> **Set task**
Please give the listing again, word for word, with nothing left out.

> **Records supplied**
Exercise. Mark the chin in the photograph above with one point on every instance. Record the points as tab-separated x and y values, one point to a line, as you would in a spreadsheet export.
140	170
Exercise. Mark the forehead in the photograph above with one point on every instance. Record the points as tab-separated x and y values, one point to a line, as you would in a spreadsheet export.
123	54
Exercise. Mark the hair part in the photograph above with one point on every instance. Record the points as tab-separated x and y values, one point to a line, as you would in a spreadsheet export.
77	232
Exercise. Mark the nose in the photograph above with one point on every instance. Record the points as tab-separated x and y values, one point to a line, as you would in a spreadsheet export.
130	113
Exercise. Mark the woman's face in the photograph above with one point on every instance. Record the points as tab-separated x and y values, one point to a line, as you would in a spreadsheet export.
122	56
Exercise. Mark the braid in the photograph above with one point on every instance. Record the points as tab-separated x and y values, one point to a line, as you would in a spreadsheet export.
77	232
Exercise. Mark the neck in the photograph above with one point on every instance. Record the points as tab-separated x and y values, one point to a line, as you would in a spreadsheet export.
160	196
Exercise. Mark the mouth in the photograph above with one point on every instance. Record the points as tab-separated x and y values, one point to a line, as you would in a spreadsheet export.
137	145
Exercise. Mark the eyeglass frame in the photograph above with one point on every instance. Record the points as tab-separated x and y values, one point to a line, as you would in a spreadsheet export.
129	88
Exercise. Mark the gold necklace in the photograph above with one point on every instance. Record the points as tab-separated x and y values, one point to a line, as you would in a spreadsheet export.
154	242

> **Solution to this exercise**
Exercise. Mark the chin in the photograph above with one point on every instance. Record the points as tab-separated x and y values, one point to a line, as you would in a spreadsheet export.
140	170
Exercise. Mark the forehead in the photograph above with one point on every instance. Record the points as tab-separated x and y values, one point to a line, as you would in a spreadsheet export.
123	54
Exercise. Mark the hair part in the photograph above with one point on every instance. Record the points as tab-separated x and y values, one point to a line, as you would in a spreadsheet export.
77	232
Exercise. Mark the nose in the photograph above with one point on every instance. Record the points as tab-separated x and y values, one point to a line, as you would in a spreadsheet export.
130	113
Exercise. Mark the woman's face in the photograph above with one point on every instance. Record the points as tab-separated x and y values, one point to a line, as you would in a spreadsheet export.
122	56
Exercise. Mark the braid in the photograph above with one point on every instance. Record the points as tab-separated x and y values, one point to a line, as you would in a spreadsheet export.
77	232
Exercise. Mark the neck in the photograph above with one point on every instance. Record the points as tab-separated x and y values, one point to a line, as you would in a spreadsheet export.
160	196
Exercise. Mark the mouth in the photograph above with one point on every instance. Record the points as tab-separated x and y values, one point to a line, as you would in a spreadsheet export.
137	145
Exercise. Mark the eyeglass frame in the photograph above with one point on every instance. Record the points as tab-separated x and y values, one point to a line, as you would in a spreadsheet export.
129	88
Exercise. Mark the gold necklace in the photograph above with one point on every instance. Record the points as tab-separated x and y values, one point to a line, as you would in a spreadsheet export.
154	242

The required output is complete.